[ミニ練習]: 下の抜粋文に照らして、次の(a)〜(c)が合っているかどうかを「はい」か「いいえ」で答え、決め手となる抜粋文の言葉をそのまま引用してください。(a) 特定カルボン酸(C−1)の使用割合は、エポキシ基の合計1モルに対して0.01〜0.8モルが好ましい。(b) その他のカルボン酸(C−2)の使用割合は、80モル%以上が好ましい。(c) エポキシ基含有ポリオルガノシロキサンとカルボン酸との反応は、触媒を使わずに行うのが好ましい。

[抜粋文]:
──────────────────────────────

また、特定カルボン酸(C−1)の使用割合は、ポリオルガノシロキサンが有するエポキシ基の合計1モルに対して、0.01〜0.8モルとすることが好ましい。当該使用割合が0.01モル未満であると、(A)重合体の光に対する感度が低くなりすぎ、0.8モルを超えると、(A)重合体の光感度が高すぎる傾向にある。好ましくは0.03〜0.6モルであり、さらに好ましくは0.05〜0.4モルである。
その他のカルボン酸(C−2)の使用割合は、本発明の効果を十分に得る観点から、特定ポリオルガノシロキサンの合成に使用するカルボン酸の合計量に対して、80モル%以下とすることが好ましく、50モル%以下とすることがより好ましい。
【0087】
エポキシ基含有ポリオルガノシロキサンとカルボン酸との反応は、好ましくは触媒及び有機溶媒の存在下で行うことができる。

──────────────────────────────

[データの抜き出し]:
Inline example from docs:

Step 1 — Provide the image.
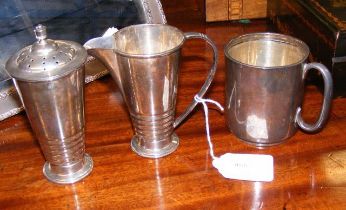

──────────────────────────────

[この問題の答え]:
(a) はい。「0.01〜0.8モルとすることが好ましい」
(b) いいえ。「80モル%以下とすることが好ましく」
(c) いいえ。「好ましくは触媒及び有機溶媒の存在下で行うことができる」